## Exercise description
Recast all the records below as a Markdown table with two columns, Row and Line, leaving out any blank lines.

## Given data
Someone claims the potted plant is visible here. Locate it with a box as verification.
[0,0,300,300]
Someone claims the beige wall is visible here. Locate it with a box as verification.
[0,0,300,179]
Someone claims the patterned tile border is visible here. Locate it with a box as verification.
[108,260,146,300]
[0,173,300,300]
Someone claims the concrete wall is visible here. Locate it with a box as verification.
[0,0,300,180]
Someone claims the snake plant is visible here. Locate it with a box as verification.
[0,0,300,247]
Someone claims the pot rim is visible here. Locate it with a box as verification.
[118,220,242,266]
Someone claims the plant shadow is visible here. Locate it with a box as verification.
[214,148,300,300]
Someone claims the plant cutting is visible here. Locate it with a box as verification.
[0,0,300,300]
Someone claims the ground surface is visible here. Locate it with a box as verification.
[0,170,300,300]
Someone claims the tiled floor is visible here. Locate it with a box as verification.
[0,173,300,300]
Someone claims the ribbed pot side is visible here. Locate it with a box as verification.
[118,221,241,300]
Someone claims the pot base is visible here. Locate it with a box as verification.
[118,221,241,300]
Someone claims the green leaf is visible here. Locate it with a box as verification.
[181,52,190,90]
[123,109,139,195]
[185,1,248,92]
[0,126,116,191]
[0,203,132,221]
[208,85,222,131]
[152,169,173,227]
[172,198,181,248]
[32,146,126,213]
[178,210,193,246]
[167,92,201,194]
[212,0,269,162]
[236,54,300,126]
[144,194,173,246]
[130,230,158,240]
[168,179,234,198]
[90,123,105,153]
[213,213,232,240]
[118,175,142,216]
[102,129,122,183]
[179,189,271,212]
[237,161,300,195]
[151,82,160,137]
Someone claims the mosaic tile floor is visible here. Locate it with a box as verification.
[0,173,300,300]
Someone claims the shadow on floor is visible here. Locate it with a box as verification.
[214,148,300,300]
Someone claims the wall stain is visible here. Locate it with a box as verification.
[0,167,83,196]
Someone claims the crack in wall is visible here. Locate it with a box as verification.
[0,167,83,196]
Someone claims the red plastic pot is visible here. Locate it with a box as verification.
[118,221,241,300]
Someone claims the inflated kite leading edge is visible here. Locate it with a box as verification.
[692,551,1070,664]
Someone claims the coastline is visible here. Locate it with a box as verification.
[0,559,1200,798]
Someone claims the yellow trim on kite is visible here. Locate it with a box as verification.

## The solution
| Row | Line |
|---|---|
| 1 | Someone claims the potted plant is visible here. Locate it with a box as verification. |
| 2 | [0,0,300,300] |
| 3 | Someone claims the beige wall is visible here. Locate it with a box as verification. |
| 4 | [0,0,300,179] |
| 5 | Someone claims the patterned tile border is visible here. Locate it with a box as verification. |
| 6 | [108,260,146,300] |
| 7 | [0,173,300,300] |
| 8 | Someone claims the concrete wall is visible here. Locate it with a box as verification. |
| 9 | [0,0,300,180] |
| 10 | Someone claims the snake plant is visible here. Locate it with a box as verification. |
| 11 | [0,0,300,247] |
| 12 | Someone claims the pot rim is visible here. Locate it with a box as verification. |
| 13 | [118,220,242,266] |
| 14 | Someone claims the plant shadow is visible here. Locate it with a box as verification. |
| 15 | [214,148,300,300] |
| 16 | Someone claims the plant cutting is visible here. Locate it with a box as verification. |
| 17 | [0,0,300,300] |
| 18 | Someone claims the ground surface is visible here. Locate it with a box as verification. |
| 19 | [0,170,300,300] |
| 20 | Someone claims the tiled floor is visible here. Locate it with a box as verification. |
| 21 | [0,173,300,300] |
| 22 | Someone claims the ribbed pot side is visible here. Locate it with a box as verification. |
| 23 | [118,221,241,300] |
| 24 | Someone claims the pot base is visible here. Locate it with a box as verification. |
| 25 | [118,221,241,300] |
| 26 | Someone claims the green leaf is visible here. Locate it with a box as verification. |
| 27 | [181,52,190,90] |
| 28 | [123,109,139,195] |
| 29 | [185,1,248,92] |
| 30 | [0,126,116,191] |
| 31 | [0,203,132,221] |
| 32 | [208,85,222,131] |
| 33 | [152,169,173,227] |
| 34 | [172,198,181,248] |
| 35 | [32,146,126,213] |
| 36 | [178,210,193,246] |
| 37 | [167,92,201,194] |
| 38 | [212,0,269,162] |
| 39 | [236,54,300,126] |
| 40 | [144,194,173,246] |
| 41 | [130,230,158,240] |
| 42 | [168,179,234,198] |
| 43 | [90,123,105,153] |
| 44 | [213,213,232,240] |
| 45 | [118,175,142,216] |
| 46 | [102,129,122,183] |
| 47 | [179,189,271,212] |
| 48 | [237,161,300,195] |
| 49 | [151,82,160,137] |
| 50 | Someone claims the mosaic tile floor is visible here. Locate it with a box as verification. |
| 51 | [0,173,300,300] |
| 52 | Someone claims the shadow on floor is visible here. Locate it with a box as verification. |
| 53 | [214,148,300,300] |
| 54 | Someone claims the wall stain is visible here. Locate it with a box as verification. |
| 55 | [0,167,83,196] |
| 56 | Someone claims the crack in wall is visible here. Locate it with a box as verification. |
| 57 | [0,167,83,196] |
| 58 | Someone claims the red plastic pot is visible here. Locate it with a box as verification. |
| 59 | [118,221,241,300] |
| 60 | Someone claims the inflated kite leading edge is visible here. Locate it with a box as verification. |
| 61 | [692,551,1070,664] |
| 62 | Someone claims the coastline is visible here. Locate it with a box as verification. |
| 63 | [0,559,1200,798] |
| 64 | Someone claims the yellow trim on kite is visible here. Locate it with a box as verification. |